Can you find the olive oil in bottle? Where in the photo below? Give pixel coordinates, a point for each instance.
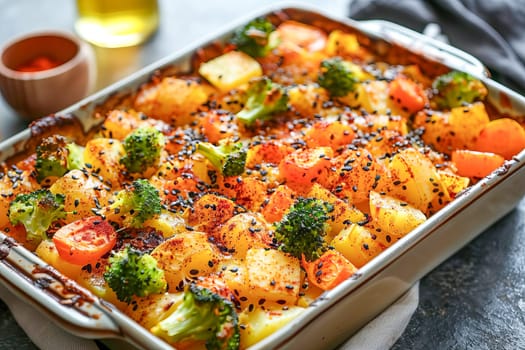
(116, 23)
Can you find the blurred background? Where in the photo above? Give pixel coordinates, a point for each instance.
(181, 22)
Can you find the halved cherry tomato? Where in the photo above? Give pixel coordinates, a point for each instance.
(476, 164)
(85, 241)
(329, 270)
(408, 94)
(302, 168)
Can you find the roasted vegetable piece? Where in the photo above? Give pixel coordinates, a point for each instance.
(457, 88)
(202, 316)
(85, 241)
(55, 156)
(143, 148)
(255, 38)
(503, 136)
(329, 270)
(407, 94)
(476, 164)
(134, 273)
(137, 203)
(302, 230)
(336, 77)
(264, 99)
(36, 211)
(228, 158)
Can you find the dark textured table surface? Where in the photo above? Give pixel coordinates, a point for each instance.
(474, 300)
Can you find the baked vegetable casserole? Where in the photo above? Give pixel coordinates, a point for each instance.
(214, 205)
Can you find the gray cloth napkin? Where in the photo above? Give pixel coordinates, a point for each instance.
(379, 334)
(493, 31)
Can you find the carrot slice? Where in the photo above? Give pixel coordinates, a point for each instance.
(504, 136)
(302, 168)
(329, 270)
(408, 94)
(476, 164)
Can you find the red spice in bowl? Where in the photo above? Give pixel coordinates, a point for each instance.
(44, 72)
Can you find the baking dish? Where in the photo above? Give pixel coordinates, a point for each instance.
(394, 271)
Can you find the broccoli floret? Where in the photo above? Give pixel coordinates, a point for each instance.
(264, 98)
(36, 211)
(228, 158)
(202, 316)
(134, 273)
(255, 38)
(143, 148)
(55, 156)
(302, 230)
(455, 88)
(137, 203)
(336, 77)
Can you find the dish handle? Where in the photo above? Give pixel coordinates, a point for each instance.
(426, 46)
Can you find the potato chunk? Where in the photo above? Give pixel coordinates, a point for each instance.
(83, 192)
(230, 70)
(187, 254)
(357, 244)
(272, 275)
(244, 231)
(395, 218)
(173, 100)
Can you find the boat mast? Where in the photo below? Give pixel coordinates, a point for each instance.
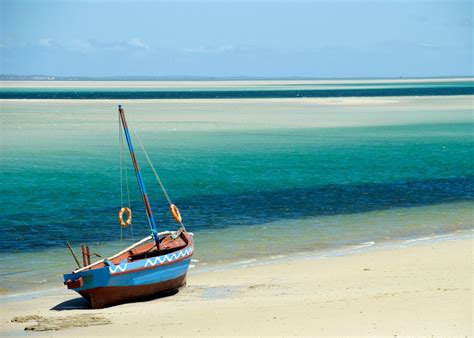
(141, 184)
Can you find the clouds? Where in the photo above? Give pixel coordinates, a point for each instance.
(221, 49)
(138, 43)
(88, 46)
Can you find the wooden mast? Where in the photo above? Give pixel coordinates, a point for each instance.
(141, 184)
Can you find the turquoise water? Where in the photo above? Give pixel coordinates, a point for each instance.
(244, 192)
(445, 88)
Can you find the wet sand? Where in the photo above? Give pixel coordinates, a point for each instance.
(419, 290)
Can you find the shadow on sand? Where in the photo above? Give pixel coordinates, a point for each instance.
(80, 303)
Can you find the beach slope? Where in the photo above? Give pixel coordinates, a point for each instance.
(417, 290)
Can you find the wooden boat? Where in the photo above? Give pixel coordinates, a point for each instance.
(156, 264)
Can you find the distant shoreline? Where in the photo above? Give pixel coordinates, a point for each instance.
(234, 89)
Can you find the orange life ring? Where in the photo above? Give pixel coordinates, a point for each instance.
(176, 214)
(129, 218)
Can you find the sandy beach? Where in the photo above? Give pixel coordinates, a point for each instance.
(417, 290)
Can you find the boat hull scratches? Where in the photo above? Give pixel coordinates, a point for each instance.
(114, 295)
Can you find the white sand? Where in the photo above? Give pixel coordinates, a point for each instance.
(424, 290)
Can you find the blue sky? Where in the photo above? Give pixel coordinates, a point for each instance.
(237, 38)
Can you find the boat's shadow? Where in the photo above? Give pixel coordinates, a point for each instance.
(80, 303)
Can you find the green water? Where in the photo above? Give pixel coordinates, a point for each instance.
(265, 186)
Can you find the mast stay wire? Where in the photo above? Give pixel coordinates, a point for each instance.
(167, 196)
(123, 172)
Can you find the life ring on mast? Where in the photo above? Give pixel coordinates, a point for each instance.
(175, 213)
(126, 223)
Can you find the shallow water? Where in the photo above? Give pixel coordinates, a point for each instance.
(246, 190)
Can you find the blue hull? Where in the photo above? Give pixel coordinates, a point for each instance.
(110, 284)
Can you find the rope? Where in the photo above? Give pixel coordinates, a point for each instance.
(123, 169)
(153, 168)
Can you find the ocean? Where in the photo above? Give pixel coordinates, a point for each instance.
(255, 177)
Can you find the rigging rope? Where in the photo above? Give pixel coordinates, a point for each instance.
(168, 198)
(153, 168)
(123, 170)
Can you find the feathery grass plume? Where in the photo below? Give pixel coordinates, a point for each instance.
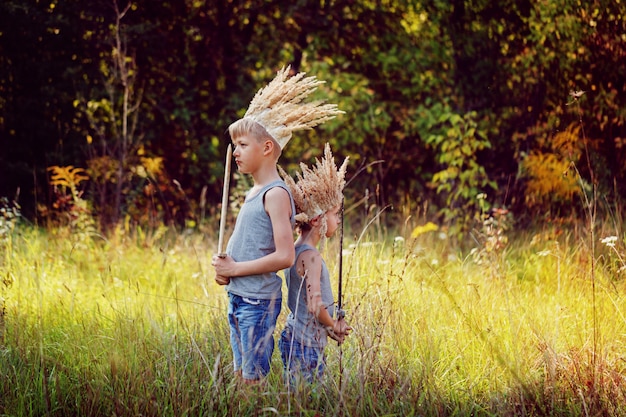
(318, 189)
(280, 108)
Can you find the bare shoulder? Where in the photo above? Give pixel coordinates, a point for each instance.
(277, 198)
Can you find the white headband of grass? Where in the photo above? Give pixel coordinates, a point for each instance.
(280, 107)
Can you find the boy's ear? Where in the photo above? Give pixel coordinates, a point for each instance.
(268, 147)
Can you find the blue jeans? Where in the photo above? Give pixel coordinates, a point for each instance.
(300, 361)
(252, 323)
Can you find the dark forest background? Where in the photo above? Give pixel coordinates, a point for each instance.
(119, 109)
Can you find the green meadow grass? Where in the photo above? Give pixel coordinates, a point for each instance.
(135, 325)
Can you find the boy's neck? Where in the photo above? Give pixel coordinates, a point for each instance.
(310, 237)
(263, 177)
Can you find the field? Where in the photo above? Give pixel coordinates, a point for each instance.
(528, 325)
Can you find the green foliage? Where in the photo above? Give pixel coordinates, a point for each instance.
(506, 66)
(457, 141)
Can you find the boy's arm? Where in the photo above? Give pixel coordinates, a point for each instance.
(312, 266)
(278, 207)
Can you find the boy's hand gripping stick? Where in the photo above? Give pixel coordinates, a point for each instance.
(220, 243)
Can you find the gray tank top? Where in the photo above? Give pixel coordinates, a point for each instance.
(253, 238)
(303, 325)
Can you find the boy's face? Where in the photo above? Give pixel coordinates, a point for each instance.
(333, 220)
(247, 153)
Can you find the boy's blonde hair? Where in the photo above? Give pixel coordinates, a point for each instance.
(248, 127)
(319, 188)
(280, 108)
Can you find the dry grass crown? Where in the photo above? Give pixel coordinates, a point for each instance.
(318, 188)
(280, 107)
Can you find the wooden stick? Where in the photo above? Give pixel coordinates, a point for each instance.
(220, 243)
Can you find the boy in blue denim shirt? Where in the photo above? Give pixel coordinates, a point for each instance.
(262, 241)
(318, 196)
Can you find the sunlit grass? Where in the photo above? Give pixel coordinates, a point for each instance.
(136, 326)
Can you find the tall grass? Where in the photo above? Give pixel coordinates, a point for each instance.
(136, 326)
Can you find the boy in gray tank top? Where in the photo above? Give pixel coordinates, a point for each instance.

:::

◆ DIRECTIONS
Return exactly the line that contains "Can you find the dry" and every line after it, through the last line of the records.

◆ RESPONSE TO THIS TASK
Can you find the dry grass crown? Where in the photo above? Give pixel coordinates, a point for each instance.
(318, 188)
(280, 107)
Can you find the wooden stick? Where in the photo above? Give pixel coordinates, a point for each instance.
(220, 243)
Can you find the boy in blue denim shirt? Where in the photo above? Give pixel coordinates, a point for each instance.
(262, 241)
(318, 196)
Can you find the sunlit grass? Where in the photo above? Give pixel coordinates, a point for each instance.
(136, 326)
Can you find the tall grass? Where in the photo above? Give pixel coordinates, a point for each instance.
(136, 326)
Can you find the boy in gray tank top? Where in the photo above? Give pixel coordinates, a point for each instance.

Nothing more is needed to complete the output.